## DOCUMENT PASSAGE:
────────

When we are together we do fun things, we have great conversations, (touching on the smallest topics to the greatest philosophical ideas and everywhere in between), we learn about the new places we are in, and we accept each other where we are. It’s wonderful. I always come away from a holiday (or any interaction with her) feeling like I am a better person than I was before.
So, as you can tell, we have had plenty of opportunities build a plethora of memories.
In the recent email I mentioned, my friend recounted many of those memories. It was lovely to relive them as I read her email. But it was the way she recounted them that really struck me. It was quite beautiful. Even if the email wasn’t about me and our shared memories, I would have still thought it a beautiful piece of writing in its own right.
The piece that really struck me and stayed with me was the following:
You have put beautiful furniture in my mind.
Isn’t that a fabulous way to think of our memories? What a gift we give each other when we share wonderful times together!
I’ve been thinking about it so much since I got the email a week or so ago. How we can choose to treat the beautiful memories as pieces of cherished, well-curated furniture that take pride of place in the forefront of our thoughts. (And, conversely, we can take the less than pleasant ones and put them in the basement or back room somewhere, out of sight.)
That way we can easily spend our time in the pieces that give us comfort and solace or joy and happiness whenever we want to revisit those moments, curled up on a literal sofa, with a cozy blanket, imagining ourselves in the beautiful pieces of the furniture in our minds.

────────

## GIVEN RECORDS:
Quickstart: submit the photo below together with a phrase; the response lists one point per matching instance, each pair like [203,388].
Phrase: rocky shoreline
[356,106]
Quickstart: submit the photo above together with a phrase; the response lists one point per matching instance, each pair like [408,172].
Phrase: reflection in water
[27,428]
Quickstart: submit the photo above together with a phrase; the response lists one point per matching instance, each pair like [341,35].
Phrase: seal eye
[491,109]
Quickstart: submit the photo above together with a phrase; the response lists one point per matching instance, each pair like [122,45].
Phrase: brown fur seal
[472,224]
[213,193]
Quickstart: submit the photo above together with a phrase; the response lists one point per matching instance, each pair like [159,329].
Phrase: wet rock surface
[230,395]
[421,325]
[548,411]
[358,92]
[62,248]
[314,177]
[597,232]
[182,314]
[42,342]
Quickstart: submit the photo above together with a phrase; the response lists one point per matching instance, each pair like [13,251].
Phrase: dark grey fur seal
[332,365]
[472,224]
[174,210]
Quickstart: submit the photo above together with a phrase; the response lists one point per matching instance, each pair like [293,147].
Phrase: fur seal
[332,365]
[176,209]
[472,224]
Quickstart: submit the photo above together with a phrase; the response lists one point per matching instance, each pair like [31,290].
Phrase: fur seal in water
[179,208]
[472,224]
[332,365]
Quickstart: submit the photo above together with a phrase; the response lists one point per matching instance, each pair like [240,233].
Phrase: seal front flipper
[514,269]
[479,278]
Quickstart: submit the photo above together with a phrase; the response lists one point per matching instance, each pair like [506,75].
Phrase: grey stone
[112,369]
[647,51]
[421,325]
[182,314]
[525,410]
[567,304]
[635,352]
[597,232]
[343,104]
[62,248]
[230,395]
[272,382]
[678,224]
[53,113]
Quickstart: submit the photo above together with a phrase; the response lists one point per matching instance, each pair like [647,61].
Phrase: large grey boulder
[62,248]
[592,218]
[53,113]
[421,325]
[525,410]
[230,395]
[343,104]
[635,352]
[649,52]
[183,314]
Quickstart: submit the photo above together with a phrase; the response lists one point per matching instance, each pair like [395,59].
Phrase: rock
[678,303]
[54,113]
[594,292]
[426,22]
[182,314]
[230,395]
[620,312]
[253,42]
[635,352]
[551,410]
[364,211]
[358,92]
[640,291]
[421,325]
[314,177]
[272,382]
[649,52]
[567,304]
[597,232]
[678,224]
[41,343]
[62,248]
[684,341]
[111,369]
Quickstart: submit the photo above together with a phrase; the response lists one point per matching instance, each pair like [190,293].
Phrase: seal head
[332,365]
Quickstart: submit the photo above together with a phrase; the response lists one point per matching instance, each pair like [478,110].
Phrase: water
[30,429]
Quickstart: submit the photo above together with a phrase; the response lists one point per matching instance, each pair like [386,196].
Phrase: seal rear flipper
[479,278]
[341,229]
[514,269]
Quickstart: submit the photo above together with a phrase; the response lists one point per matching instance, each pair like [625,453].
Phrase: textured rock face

────────

## SET TASK:
In the passage about a friend's email, which line from the email most struck the writer and stayed with them?

## RESULT FOR THIS EXERCISE:
"You have put beautiful furniture in my mind."